— Start DATA LISTING —
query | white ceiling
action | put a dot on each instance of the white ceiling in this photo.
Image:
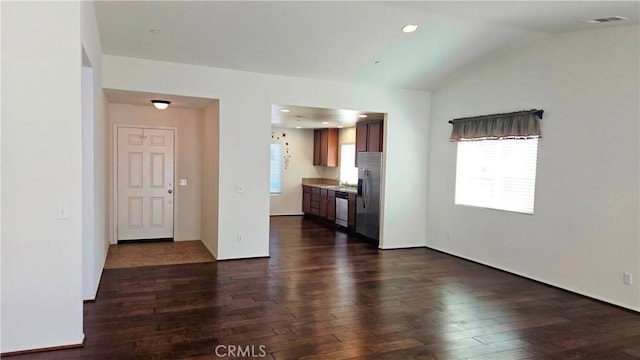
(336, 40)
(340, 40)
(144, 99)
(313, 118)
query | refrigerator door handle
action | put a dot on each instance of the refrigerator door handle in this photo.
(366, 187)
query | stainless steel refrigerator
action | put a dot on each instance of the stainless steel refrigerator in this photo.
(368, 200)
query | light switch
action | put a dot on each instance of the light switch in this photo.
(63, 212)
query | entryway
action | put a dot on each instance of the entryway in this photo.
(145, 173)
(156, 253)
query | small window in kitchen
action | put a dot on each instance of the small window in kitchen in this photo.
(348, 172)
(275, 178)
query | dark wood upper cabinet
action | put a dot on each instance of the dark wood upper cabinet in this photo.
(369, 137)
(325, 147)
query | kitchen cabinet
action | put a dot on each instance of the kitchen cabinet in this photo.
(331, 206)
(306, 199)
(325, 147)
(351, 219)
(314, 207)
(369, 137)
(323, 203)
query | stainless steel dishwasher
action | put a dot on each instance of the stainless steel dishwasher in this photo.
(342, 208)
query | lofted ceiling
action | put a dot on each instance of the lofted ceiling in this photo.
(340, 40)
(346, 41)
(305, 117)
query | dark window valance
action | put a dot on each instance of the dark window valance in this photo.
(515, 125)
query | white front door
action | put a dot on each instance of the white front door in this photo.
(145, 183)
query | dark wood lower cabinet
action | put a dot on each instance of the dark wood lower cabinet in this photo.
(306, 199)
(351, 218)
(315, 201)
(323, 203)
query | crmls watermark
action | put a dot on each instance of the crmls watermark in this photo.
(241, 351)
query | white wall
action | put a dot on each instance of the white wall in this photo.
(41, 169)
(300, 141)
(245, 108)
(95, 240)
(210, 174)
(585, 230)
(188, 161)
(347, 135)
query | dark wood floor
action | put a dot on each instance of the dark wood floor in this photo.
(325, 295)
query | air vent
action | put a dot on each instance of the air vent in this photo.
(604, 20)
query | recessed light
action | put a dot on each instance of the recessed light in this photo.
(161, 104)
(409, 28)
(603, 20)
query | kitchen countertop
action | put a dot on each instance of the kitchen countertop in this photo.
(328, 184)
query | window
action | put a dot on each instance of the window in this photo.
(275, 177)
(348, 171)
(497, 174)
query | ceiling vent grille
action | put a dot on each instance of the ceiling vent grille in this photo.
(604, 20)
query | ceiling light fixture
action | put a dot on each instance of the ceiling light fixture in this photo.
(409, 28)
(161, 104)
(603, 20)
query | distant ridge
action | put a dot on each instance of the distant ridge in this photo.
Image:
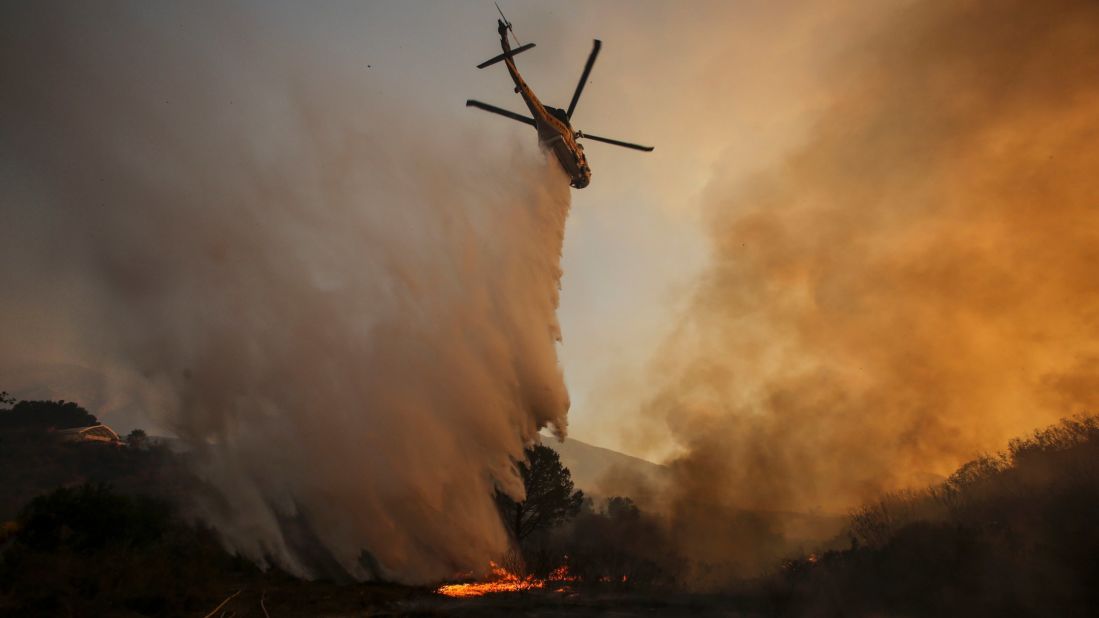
— End DATA LISTING —
### EXERCISE
Change every "put a dot on" in the lines above to "place a point on" and write out all the lines again with nothing else altered. Leave the pictures out of your answer.

### OUTPUT OF THE EXERCISE
query | white ceiling
action | place a point on each instance of the white ceiling in this photo.
Image:
(336, 40)
(340, 40)
(144, 99)
(313, 118)
query | refrigerator door handle
action | place a point on each instance of the refrigerator door handle in this photo.
(366, 187)
query | stainless steel refrigerator
action | place a point on each instance of the stainless steel refrigerator in this photo.
(368, 200)
query | light switch
action | place a point on each instance of the light switch in this photo.
(63, 212)
query | entryway
action | place a point on each instance of the entryway in this photo.
(145, 173)
(156, 253)
query | small window in kitchen
action | place a point on each instance of the small window in kitchen in this photo.
(348, 172)
(275, 178)
query | dark wood upper cabinet
action | place a point on each instance of the dark wood upper cabinet in this photo.
(369, 137)
(325, 147)
query | kitchen cabinet
action | place a point on each instance of the kitchen cabinet in this photo.
(331, 206)
(306, 199)
(325, 147)
(351, 219)
(314, 207)
(369, 137)
(323, 203)
query | stainless steel dishwasher
action | place a point on each instance of the stainless steel dishwasher in this photo.
(342, 208)
query | lofted ceiling
action | place a point on each instance of the lofted ceiling in this photo.
(340, 40)
(346, 41)
(305, 117)
query | dark window valance
action | place a point on each instance of the dark window valance in this photo.
(515, 125)
query | white front door
action | place a point on each instance of the white front door in this photo.
(145, 183)
query | dark wood lower cabinet
action | place a point on each instance of the dark wood lower cabinet in this photo.
(306, 199)
(351, 218)
(315, 201)
(323, 203)
query | crmls watermark
action | place a point on each instance of the crmls watermark in this photo.
(241, 351)
query | white wall
action | place a point on each instance of the white wall in this photo.
(41, 169)
(300, 141)
(245, 108)
(95, 240)
(210, 174)
(585, 230)
(188, 161)
(347, 135)
query | dark wood floor
action | place a point on each instance of the dark wood floor in this photo.
(325, 295)
query | air vent
action | place a point on each instance of the air vent in this photo.
(604, 20)
query | recessed light
action | place a point on each instance of the recessed light in this photo.
(161, 104)
(409, 28)
(603, 20)
query | kitchen countertop
action | place a point on each instance of the kitchen countertop in this photo.
(328, 184)
query | window
action | place a point on each instance of the window in this photo.
(275, 177)
(348, 171)
(497, 174)
query | ceiling vent grille
action | place a point on each instance of the ceiling vent grille in this photo.
(604, 20)
query | ceiling light fixture
action | place a point on each instance of the ceiling light fixture in this photo.
(409, 28)
(161, 104)
(603, 20)
query | distant ridge
action | place a point on each instance of the distant ridge in this photo.
Image:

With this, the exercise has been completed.